* **Your objective**:
Repeat the listing below exactly from the line with "Where in the photo above can the water" through its last line. Skip every picture.
(Data begins)
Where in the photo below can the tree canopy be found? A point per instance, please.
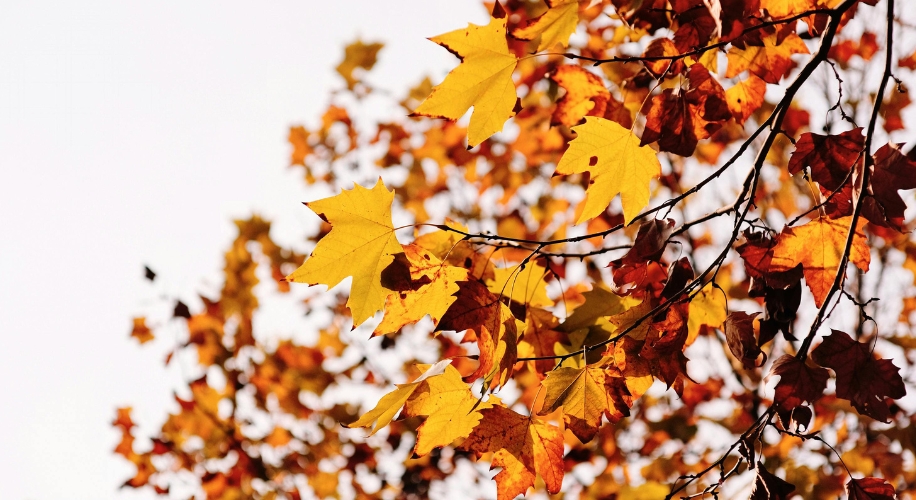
(624, 249)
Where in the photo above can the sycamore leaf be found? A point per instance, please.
(870, 488)
(585, 395)
(798, 382)
(522, 446)
(745, 97)
(860, 378)
(361, 244)
(818, 247)
(770, 58)
(390, 403)
(437, 283)
(451, 408)
(482, 80)
(617, 164)
(554, 26)
(357, 55)
(585, 95)
(523, 285)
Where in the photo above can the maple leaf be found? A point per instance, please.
(799, 383)
(860, 378)
(617, 164)
(585, 395)
(391, 403)
(769, 58)
(818, 246)
(830, 157)
(357, 55)
(361, 244)
(438, 282)
(523, 285)
(522, 446)
(745, 97)
(677, 121)
(870, 488)
(892, 171)
(554, 26)
(585, 95)
(451, 409)
(482, 80)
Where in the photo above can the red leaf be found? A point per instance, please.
(860, 378)
(798, 382)
(870, 488)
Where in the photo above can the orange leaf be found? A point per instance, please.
(522, 446)
(818, 246)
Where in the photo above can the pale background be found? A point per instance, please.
(132, 133)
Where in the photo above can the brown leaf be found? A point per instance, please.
(860, 378)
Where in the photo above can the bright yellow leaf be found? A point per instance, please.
(452, 411)
(617, 164)
(361, 244)
(554, 26)
(482, 80)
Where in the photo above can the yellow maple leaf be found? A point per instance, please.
(361, 244)
(585, 395)
(522, 446)
(390, 403)
(482, 80)
(554, 26)
(525, 286)
(617, 164)
(451, 409)
(432, 298)
(818, 246)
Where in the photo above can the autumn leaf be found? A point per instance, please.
(482, 80)
(739, 334)
(585, 394)
(357, 55)
(436, 283)
(770, 487)
(745, 97)
(523, 285)
(361, 244)
(892, 172)
(769, 57)
(617, 164)
(870, 488)
(860, 378)
(678, 120)
(818, 246)
(830, 157)
(451, 409)
(141, 332)
(391, 403)
(522, 446)
(554, 26)
(799, 383)
(585, 95)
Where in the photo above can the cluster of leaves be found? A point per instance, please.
(669, 342)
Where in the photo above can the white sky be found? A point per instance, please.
(132, 133)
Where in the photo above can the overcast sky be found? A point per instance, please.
(132, 133)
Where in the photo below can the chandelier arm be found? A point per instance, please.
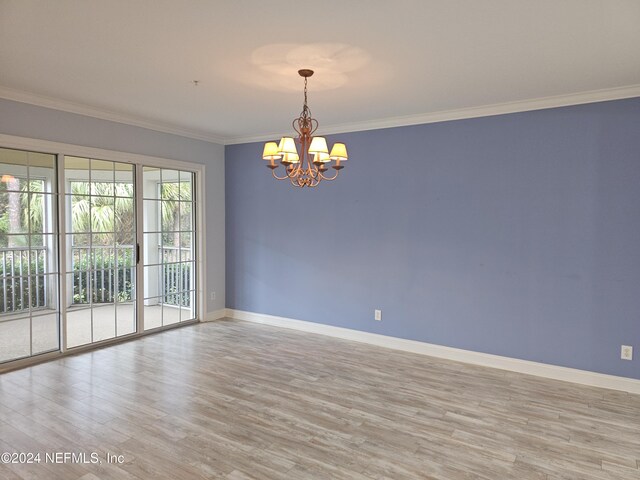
(273, 172)
(329, 178)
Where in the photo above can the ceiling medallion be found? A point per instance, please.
(307, 169)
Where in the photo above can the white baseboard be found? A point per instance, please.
(215, 315)
(573, 375)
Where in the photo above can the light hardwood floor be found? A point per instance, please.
(236, 400)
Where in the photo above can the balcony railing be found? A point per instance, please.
(100, 274)
(19, 267)
(176, 277)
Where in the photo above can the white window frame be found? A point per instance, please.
(64, 149)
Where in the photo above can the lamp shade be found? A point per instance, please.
(339, 152)
(321, 157)
(318, 145)
(270, 151)
(287, 145)
(290, 158)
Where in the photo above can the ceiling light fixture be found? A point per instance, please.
(303, 170)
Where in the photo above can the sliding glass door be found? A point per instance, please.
(169, 234)
(29, 313)
(100, 250)
(92, 250)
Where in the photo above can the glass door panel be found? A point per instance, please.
(100, 250)
(29, 313)
(168, 246)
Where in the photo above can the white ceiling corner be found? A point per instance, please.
(386, 63)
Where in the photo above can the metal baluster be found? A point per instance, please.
(4, 282)
(37, 255)
(102, 250)
(20, 283)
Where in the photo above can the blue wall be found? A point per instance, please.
(517, 235)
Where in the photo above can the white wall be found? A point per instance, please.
(31, 121)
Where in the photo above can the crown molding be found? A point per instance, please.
(103, 114)
(542, 103)
(592, 96)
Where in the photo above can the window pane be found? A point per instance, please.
(78, 327)
(14, 214)
(152, 313)
(125, 315)
(102, 214)
(186, 216)
(15, 339)
(80, 215)
(78, 288)
(104, 322)
(45, 332)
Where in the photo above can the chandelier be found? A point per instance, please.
(308, 168)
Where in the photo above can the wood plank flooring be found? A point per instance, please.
(235, 400)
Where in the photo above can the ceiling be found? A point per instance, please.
(377, 62)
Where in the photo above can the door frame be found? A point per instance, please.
(138, 160)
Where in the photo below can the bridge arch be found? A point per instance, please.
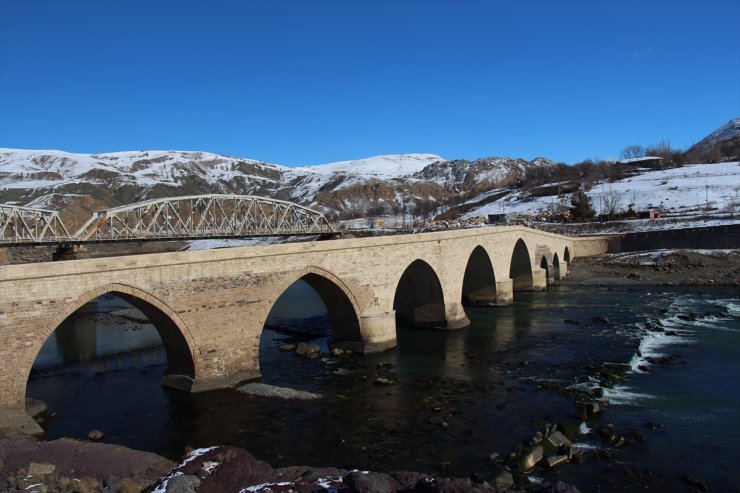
(340, 302)
(479, 281)
(520, 270)
(177, 340)
(419, 299)
(546, 266)
(556, 266)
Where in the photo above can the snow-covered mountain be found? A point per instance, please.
(729, 130)
(685, 190)
(81, 183)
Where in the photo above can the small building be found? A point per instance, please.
(644, 162)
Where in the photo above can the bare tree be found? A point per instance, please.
(632, 151)
(612, 202)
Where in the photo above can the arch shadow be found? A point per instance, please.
(339, 301)
(176, 338)
(520, 270)
(556, 266)
(419, 300)
(479, 281)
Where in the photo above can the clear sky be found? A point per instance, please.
(308, 82)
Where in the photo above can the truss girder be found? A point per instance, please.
(195, 216)
(203, 216)
(29, 225)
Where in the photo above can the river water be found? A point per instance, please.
(458, 395)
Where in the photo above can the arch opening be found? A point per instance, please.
(312, 309)
(520, 270)
(419, 300)
(107, 361)
(545, 265)
(479, 282)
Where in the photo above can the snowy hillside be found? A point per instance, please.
(87, 182)
(678, 190)
(381, 167)
(727, 131)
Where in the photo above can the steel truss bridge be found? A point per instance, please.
(189, 217)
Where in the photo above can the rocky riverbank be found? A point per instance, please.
(659, 267)
(68, 465)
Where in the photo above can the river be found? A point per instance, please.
(458, 396)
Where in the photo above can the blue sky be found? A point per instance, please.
(308, 82)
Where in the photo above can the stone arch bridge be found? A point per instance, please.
(210, 307)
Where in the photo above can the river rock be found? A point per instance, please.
(557, 460)
(40, 468)
(265, 390)
(367, 482)
(183, 484)
(558, 440)
(504, 479)
(695, 482)
(531, 458)
(112, 484)
(561, 487)
(578, 458)
(384, 381)
(95, 435)
(308, 349)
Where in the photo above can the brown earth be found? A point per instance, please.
(659, 267)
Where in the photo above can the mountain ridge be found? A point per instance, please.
(369, 186)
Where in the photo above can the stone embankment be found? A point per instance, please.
(659, 267)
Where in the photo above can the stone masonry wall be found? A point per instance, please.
(220, 299)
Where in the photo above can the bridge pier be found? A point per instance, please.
(455, 316)
(539, 279)
(378, 332)
(504, 292)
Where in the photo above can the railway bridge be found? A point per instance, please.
(210, 306)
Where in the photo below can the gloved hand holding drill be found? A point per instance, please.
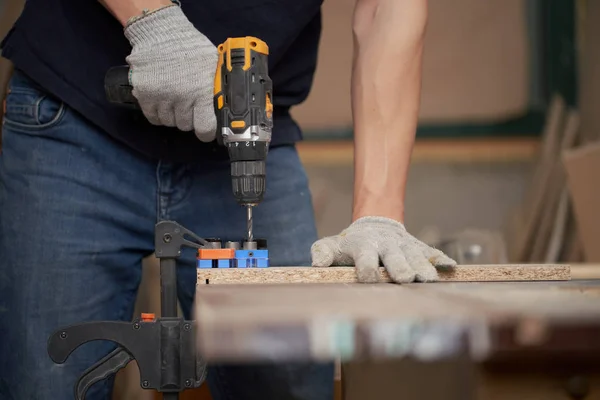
(172, 74)
(173, 71)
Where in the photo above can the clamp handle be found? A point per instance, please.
(164, 348)
(109, 365)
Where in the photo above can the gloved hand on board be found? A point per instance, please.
(371, 239)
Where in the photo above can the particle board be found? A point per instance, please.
(465, 273)
(374, 321)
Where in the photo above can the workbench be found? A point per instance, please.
(536, 339)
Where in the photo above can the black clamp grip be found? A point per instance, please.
(164, 348)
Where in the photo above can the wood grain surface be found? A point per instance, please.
(460, 273)
(432, 321)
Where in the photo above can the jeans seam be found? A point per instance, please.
(28, 128)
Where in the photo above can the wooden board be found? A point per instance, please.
(466, 273)
(377, 321)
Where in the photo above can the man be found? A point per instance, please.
(82, 182)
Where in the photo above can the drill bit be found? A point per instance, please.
(249, 222)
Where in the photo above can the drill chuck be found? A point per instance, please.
(248, 181)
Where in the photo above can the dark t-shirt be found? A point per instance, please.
(67, 46)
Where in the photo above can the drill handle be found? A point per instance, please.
(118, 89)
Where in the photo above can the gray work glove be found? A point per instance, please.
(371, 239)
(173, 70)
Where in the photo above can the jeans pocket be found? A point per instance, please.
(29, 108)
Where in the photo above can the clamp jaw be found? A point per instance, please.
(164, 347)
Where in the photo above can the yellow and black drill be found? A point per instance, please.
(244, 110)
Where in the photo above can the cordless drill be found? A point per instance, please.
(244, 111)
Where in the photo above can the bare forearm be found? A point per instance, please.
(122, 10)
(386, 84)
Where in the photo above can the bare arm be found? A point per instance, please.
(122, 10)
(386, 85)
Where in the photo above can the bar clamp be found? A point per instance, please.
(164, 348)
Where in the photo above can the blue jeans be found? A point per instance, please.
(77, 216)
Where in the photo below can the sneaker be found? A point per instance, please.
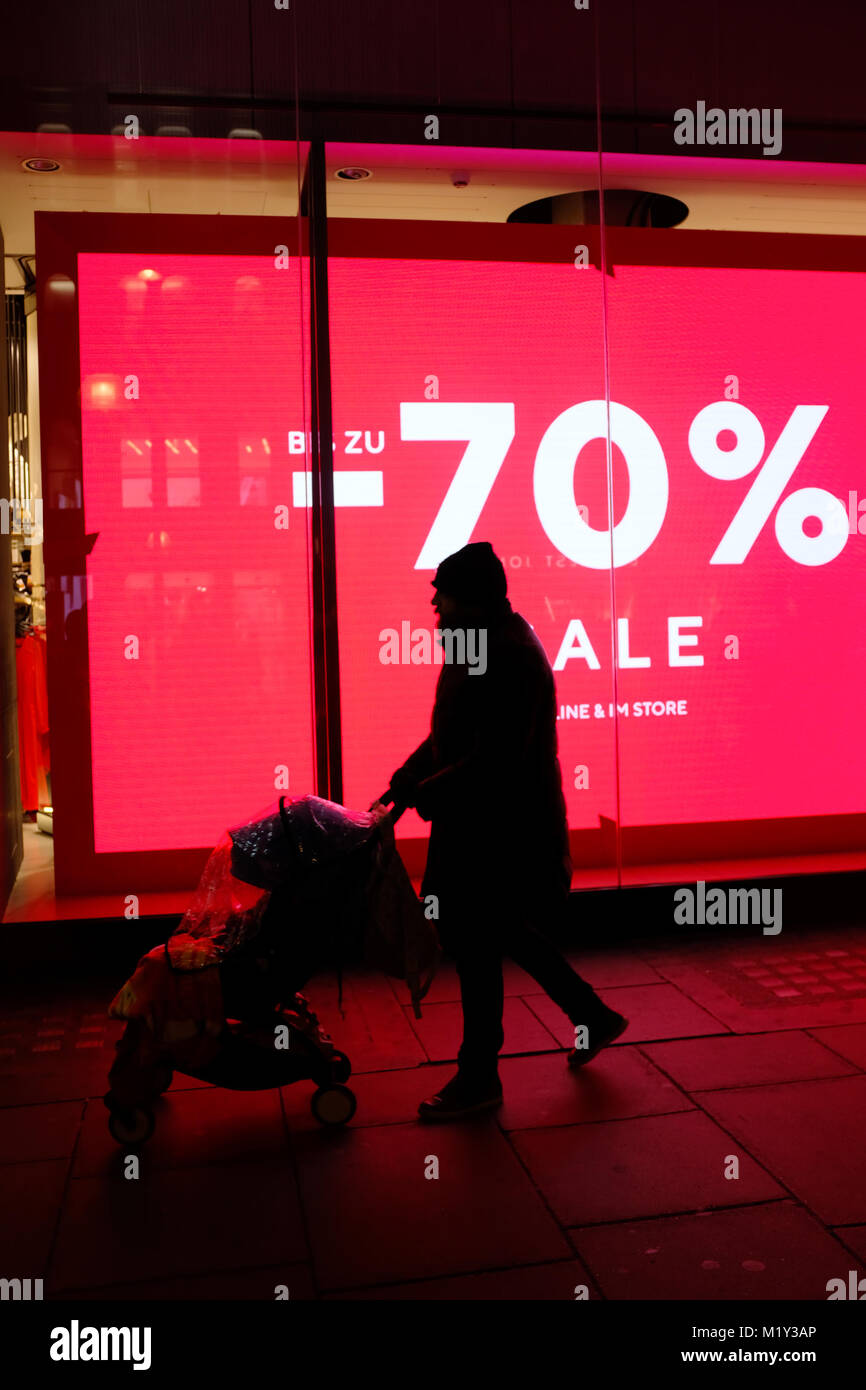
(609, 1027)
(460, 1098)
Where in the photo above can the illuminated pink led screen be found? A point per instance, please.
(464, 392)
(198, 599)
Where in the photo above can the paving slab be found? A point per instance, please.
(227, 1285)
(808, 1133)
(29, 1133)
(175, 1222)
(644, 1166)
(848, 1040)
(382, 1097)
(441, 1030)
(29, 1203)
(192, 1129)
(755, 1059)
(768, 1251)
(620, 1083)
(654, 1011)
(530, 1283)
(376, 1218)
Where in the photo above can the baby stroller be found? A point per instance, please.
(302, 887)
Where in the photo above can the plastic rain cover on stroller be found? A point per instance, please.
(298, 851)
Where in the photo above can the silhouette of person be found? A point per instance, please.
(488, 780)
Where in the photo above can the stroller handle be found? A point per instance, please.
(396, 808)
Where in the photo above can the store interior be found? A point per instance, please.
(259, 178)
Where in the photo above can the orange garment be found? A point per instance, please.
(178, 995)
(32, 720)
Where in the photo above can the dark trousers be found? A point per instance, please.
(477, 937)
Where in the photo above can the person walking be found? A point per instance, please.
(488, 781)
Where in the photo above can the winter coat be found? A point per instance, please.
(488, 777)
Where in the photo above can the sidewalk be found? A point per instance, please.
(615, 1178)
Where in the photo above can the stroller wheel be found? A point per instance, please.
(131, 1126)
(332, 1104)
(341, 1066)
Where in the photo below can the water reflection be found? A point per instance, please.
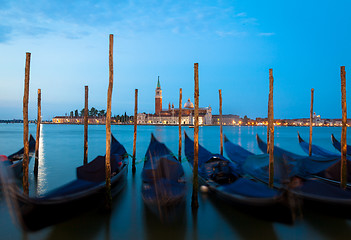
(155, 228)
(246, 226)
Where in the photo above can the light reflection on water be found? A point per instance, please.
(61, 151)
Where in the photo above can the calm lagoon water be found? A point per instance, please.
(61, 151)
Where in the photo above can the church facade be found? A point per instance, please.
(171, 114)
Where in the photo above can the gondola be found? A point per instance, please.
(325, 167)
(15, 160)
(337, 145)
(314, 194)
(75, 197)
(223, 180)
(316, 150)
(332, 172)
(163, 183)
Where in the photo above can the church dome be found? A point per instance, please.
(188, 104)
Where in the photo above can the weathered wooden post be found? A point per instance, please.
(220, 119)
(135, 128)
(311, 123)
(37, 137)
(194, 201)
(108, 128)
(343, 173)
(86, 110)
(180, 125)
(25, 126)
(269, 114)
(271, 130)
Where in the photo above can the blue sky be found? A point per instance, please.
(234, 42)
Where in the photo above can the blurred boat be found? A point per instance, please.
(337, 145)
(323, 164)
(163, 187)
(223, 179)
(15, 160)
(78, 196)
(321, 196)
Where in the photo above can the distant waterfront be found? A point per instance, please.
(62, 151)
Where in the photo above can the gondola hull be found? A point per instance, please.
(36, 214)
(163, 186)
(17, 158)
(313, 194)
(266, 204)
(268, 209)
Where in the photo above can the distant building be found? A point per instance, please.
(228, 119)
(171, 115)
(79, 120)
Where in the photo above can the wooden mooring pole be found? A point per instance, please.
(194, 200)
(108, 128)
(220, 119)
(311, 123)
(271, 130)
(86, 110)
(135, 128)
(37, 137)
(25, 126)
(269, 111)
(180, 125)
(343, 173)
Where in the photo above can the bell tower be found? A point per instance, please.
(158, 98)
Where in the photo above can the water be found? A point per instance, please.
(61, 151)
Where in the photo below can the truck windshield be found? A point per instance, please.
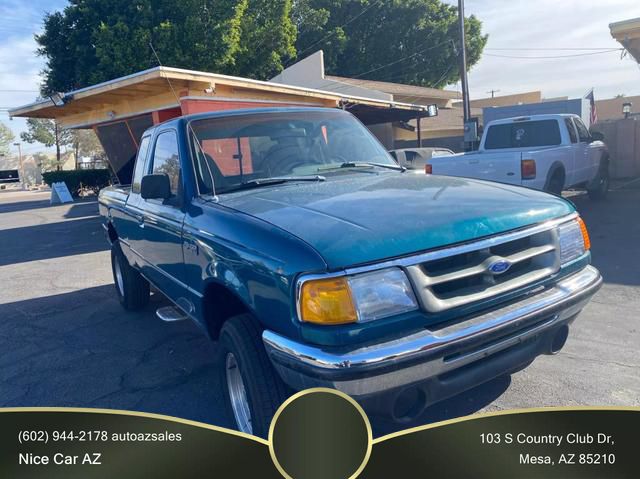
(240, 149)
(523, 134)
(Data ends)
* **Response to this task**:
Where in the photo above can the water be found? A point per instance, please.
(61, 151)
Where in the photo below can the truck windshield be found? A point per instance, please.
(240, 149)
(523, 134)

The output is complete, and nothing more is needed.